_TEXT SEGMENT_:
▼

Species of gastropod

Amphicyclotus ponderosus is a species of tropical land snails with gills and an operculum, terrestrial gastropod mollusks in the family Neocyclotidae.

==Description==
The height of the shell attains 22 mm, its diameter 46 mm.

(Original description in French) The shell is broadly umbilicate, depressed-conical, thick, and heavy. It is covered with rough malleations, oriented somewhat obliquely. The ground color is a dirty white, beneath a thin, persistent, pellicle-like, light olivaceous-brown periostracum. The spire is briefly conical, terminating in an obtuse apex that transitions from pink to purplish-violet. The suture is well-defined, with a flattened depression in its vicinity. There are five weakly convex, rapidly expanding whorls. The body whorl is wide, subdepressed, and bears an obtuse, funiculariform keel at the periphery. The aperture is oblique, subcircular, becoming angular at its superior margin, and glossy pure white internally. The peristome is straight, thick, subcontinuous, white, and exhibits an angular expansion near its insertion. The margins are joined by a thick, white callus deposit. The columellar margin is strongly arched, the basal margin is rounded, and the outer margin is barely attenuated.

The operculum is subcircular, corneous, and light brown. The outer surface is generally concave, polygyrate with indistinct whorls, and has a somewhat rough texture. It is tightly coiled and more concave centrally. The inner surface is moderately convex, glossy, and slightly darker brown, marked with faint concentric striae around a central, flattened mammilla.

==Distribution==
This species was found in Guatemala.

▲

_WORK TO COMPLETE_: Write out the passage of the gastropod text verbatim, starting with "Species of gastropod" and going on through "diameter 46 mm.".

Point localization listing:
▼

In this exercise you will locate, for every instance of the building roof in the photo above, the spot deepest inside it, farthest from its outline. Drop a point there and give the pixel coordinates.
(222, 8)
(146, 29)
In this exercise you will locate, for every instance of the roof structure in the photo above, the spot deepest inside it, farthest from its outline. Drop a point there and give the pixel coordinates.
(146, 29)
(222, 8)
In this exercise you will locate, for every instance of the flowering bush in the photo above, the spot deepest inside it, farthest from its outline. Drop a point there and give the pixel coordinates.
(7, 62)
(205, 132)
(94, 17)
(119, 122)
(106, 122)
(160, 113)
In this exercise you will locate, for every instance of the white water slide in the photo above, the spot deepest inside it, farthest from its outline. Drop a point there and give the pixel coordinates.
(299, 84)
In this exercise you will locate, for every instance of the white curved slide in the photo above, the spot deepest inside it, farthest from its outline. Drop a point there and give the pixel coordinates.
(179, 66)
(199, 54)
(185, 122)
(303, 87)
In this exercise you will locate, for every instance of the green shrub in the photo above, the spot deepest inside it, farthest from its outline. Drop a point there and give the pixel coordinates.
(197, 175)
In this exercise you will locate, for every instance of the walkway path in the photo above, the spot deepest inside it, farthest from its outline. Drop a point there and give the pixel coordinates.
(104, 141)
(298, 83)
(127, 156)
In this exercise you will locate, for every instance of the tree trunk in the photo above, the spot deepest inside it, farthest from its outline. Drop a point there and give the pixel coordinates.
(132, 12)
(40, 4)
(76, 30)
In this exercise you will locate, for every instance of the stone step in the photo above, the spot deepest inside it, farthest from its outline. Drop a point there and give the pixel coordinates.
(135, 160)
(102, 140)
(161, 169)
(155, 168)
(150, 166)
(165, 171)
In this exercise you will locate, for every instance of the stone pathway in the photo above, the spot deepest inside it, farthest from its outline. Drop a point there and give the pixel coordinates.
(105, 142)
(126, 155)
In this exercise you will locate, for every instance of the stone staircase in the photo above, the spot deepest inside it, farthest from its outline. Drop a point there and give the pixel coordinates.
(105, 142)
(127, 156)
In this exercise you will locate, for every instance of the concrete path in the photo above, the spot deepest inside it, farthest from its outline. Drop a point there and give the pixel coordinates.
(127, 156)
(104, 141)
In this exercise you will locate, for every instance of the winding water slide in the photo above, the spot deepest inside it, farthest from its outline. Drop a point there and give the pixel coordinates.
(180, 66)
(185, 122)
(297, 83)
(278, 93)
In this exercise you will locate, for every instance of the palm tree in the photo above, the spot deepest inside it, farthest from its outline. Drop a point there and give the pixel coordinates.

▲

_RESPONSE TO THE EXERCISE_:
Species of gastropod

Amphicyclotus ponderosus is a species of tropical land snails with gills and an operculum, terrestrial gastropod mollusks in the family Neocyclotidae.

==Description==
The height of the shell attains 22 mm, its diameter 46 mm.